TASK STATEMENT:
Return every line of the material exactly.

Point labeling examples
╭──

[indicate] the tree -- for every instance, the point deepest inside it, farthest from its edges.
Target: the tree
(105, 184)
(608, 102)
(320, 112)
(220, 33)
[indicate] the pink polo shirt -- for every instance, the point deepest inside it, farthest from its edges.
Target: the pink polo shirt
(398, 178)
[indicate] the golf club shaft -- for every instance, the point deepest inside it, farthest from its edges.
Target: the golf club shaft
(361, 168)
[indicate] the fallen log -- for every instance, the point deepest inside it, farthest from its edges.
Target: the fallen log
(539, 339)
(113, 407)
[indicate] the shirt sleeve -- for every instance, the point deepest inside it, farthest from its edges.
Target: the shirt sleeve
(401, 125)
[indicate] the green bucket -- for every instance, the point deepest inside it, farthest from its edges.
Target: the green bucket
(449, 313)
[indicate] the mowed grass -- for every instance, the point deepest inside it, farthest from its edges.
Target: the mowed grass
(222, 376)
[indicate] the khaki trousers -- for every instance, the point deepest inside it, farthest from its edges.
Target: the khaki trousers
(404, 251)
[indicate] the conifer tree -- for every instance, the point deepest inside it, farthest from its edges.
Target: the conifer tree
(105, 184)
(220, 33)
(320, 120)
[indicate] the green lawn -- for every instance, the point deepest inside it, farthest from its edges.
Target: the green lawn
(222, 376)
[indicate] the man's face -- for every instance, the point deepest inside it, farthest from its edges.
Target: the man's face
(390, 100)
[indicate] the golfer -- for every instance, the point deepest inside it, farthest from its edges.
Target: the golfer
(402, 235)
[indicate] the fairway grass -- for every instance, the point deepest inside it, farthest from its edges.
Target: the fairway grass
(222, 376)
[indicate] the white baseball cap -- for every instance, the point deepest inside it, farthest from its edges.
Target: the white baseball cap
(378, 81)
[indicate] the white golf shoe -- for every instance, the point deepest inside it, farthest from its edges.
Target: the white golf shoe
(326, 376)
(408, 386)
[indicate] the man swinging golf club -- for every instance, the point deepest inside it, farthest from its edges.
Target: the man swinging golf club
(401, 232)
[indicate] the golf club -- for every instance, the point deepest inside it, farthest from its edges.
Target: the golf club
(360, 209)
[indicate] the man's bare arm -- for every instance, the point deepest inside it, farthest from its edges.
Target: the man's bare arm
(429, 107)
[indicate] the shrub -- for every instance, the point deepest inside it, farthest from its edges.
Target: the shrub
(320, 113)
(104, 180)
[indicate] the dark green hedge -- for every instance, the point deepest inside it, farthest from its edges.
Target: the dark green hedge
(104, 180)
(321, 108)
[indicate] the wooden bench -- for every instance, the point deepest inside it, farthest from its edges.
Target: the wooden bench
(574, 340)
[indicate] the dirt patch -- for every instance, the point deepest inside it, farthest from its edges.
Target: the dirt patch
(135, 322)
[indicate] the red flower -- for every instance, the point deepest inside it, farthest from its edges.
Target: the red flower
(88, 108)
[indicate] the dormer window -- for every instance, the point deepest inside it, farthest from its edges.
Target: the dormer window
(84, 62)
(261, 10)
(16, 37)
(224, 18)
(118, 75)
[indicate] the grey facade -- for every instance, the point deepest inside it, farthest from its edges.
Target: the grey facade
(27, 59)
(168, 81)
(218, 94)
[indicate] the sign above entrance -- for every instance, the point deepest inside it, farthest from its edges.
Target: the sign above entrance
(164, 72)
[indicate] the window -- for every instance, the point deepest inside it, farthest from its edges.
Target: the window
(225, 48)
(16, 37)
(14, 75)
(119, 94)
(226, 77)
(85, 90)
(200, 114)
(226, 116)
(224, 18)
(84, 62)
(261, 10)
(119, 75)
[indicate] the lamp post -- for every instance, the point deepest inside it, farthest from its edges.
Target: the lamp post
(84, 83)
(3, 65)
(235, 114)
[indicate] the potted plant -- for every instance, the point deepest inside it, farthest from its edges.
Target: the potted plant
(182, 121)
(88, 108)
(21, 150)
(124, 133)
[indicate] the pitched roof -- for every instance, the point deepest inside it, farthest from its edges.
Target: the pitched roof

╰──

SOLUTION TO THIS PROBLEM:
[indicate] the tree -- for every instance, the point deepest inside it, farthest from its edges.
Target: the tree
(105, 184)
(608, 102)
(320, 112)
(220, 33)
[indicate] the pink polo shirt -- for every instance, the point deepest inside it, farthest from its edges.
Target: the pink polo shirt
(398, 178)
[indicate] the golf club shaft -- for every instance, the point deepest inside it, farthest from its edges.
Target: the golf club shaft
(361, 168)
[indicate] the fallen log -- for every instance, the point deepest inside it, farthest from its edges.
Target: the fallen log
(539, 339)
(113, 407)
[indicate] the shirt sleeve -- for every instance, the point deepest inside it, farthest from its edges.
Target: the shirt sleeve
(401, 125)
[indicate] the green bucket -- for every instance, the point deepest inside it, farthest from its edges.
Target: the green bucket
(449, 313)
[indicate] the mowed grass -- for every instance, the point deepest inside it, farthest from its edges.
Target: the mowed grass
(222, 376)
[indicate] the khaki trousers -- for every instance, the point deepest inside it, farthest from its edges.
Target: the khaki trousers
(404, 251)
[indicate] the conifer tree -- for every instance, the point deepest inside it, farthest from its edges.
Target: the conifer tree
(105, 184)
(220, 33)
(320, 120)
[indicate] the green lawn -- for every instance, the point deepest inside it, farthest from its edges.
Target: the green lawn
(222, 376)
[indicate] the man's face -- for every instance, the point deepest inside it, farthest from its edges.
Target: the man's face
(390, 100)
[indicate] the golfer -- for every instance, the point deepest inside it, farthest from its edges.
Target: the golfer
(402, 235)
[indicate] the fairway grass -- for every instance, the point deepest inside it, farthest from its edges.
Target: the fairway grass
(222, 376)
[indicate] the white baseball cap -- for every instance, the point deepest inside it, farthest from its edges.
Target: the white baseball cap
(378, 81)
[indicate] the white golf shoe -- for every instance, the point deepest inside it, farthest from its edges.
Target: the white golf shoe
(326, 376)
(408, 386)
[indicate] the man swinging golf club -- for every instance, the point deepest inside it, farthest from its edges.
Target: the man swinging golf club
(401, 232)
[indicate] the golf club -- for every instance, the point deepest inside it, farthest from its edges.
Target: the golf club
(360, 209)
[indicate] the man's bare arm -- for every instance, the point deepest inside it, farthest from its edges.
Target: the man's bare arm
(429, 107)
[indicate] the shrub -- for every instance, the point deepest inside it, farthest from its edges.
Target: the shrub
(320, 113)
(104, 180)
[indicate] the dark green hedge -- for every instance, the point deepest inside it, farthest from its edges.
Target: the dark green hedge
(104, 180)
(321, 108)
[indicate] the wooden bench -- for every instance, the point deepest inside it, farthest from its edges.
Target: the wooden bench
(574, 340)
[indicate] the dirt patch -- for every instance, the point deepest inside it, farthest from its edges.
Target: the dirt patch
(135, 322)
[indicate] the red flower -- for every instance, the point deepest inside it, farthest from its edges.
Target: the red flower
(88, 108)
[indicate] the dormer window -- for every instance, the point deepest inside it, farthest from its edges.
Target: the dormer window
(84, 62)
(261, 10)
(16, 37)
(224, 18)
(118, 75)
[indicate] the grey facade -- for every instance, the point deepest inside it, farthest from its edges.
Target: the grey facade
(27, 59)
(168, 81)
(218, 94)
[indicate] the sign above entrance -- for every instance, the point deepest inside it, farthest from its edges.
Target: the sign above entrance
(164, 72)
[indicate] the window -- for every instance, the point deepest inside it, farthest from its edges.
Target: the window
(225, 48)
(16, 37)
(14, 75)
(119, 94)
(226, 77)
(85, 90)
(200, 114)
(226, 116)
(224, 18)
(84, 62)
(261, 10)
(119, 75)
[indicate] the lamp post -- for every instance, the point deepest inside it, farthest from its edges.
Target: the lamp post
(84, 83)
(3, 65)
(235, 114)
[indicate] the potted plant -- for every instance, the point deepest inside it, farthest from its edges.
Target: the potted plant
(182, 121)
(88, 108)
(21, 150)
(124, 133)
[indicate] the pitched roof -- for every instance, the point deepest inside it, farthest from its edges.
Target: the pitched roof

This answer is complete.